**** SUPPLIED ENTRIES ****

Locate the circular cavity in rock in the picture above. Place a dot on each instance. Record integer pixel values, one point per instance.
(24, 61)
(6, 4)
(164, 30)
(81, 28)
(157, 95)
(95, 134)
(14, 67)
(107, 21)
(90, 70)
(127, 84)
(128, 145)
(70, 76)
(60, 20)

****

EXERCISE DIRECTIONS: Reproduce the items, exchanging "circular cavity" for "round hollow" and altering nothing else.

RESULT OF THE EXERCISE:
Locate the round hollow in rock in the picture above. Place a dot on each instance. Record integer pixel values, one point per instance.
(24, 61)
(6, 4)
(164, 30)
(81, 28)
(157, 95)
(95, 134)
(14, 67)
(107, 21)
(90, 70)
(127, 84)
(128, 145)
(70, 76)
(60, 20)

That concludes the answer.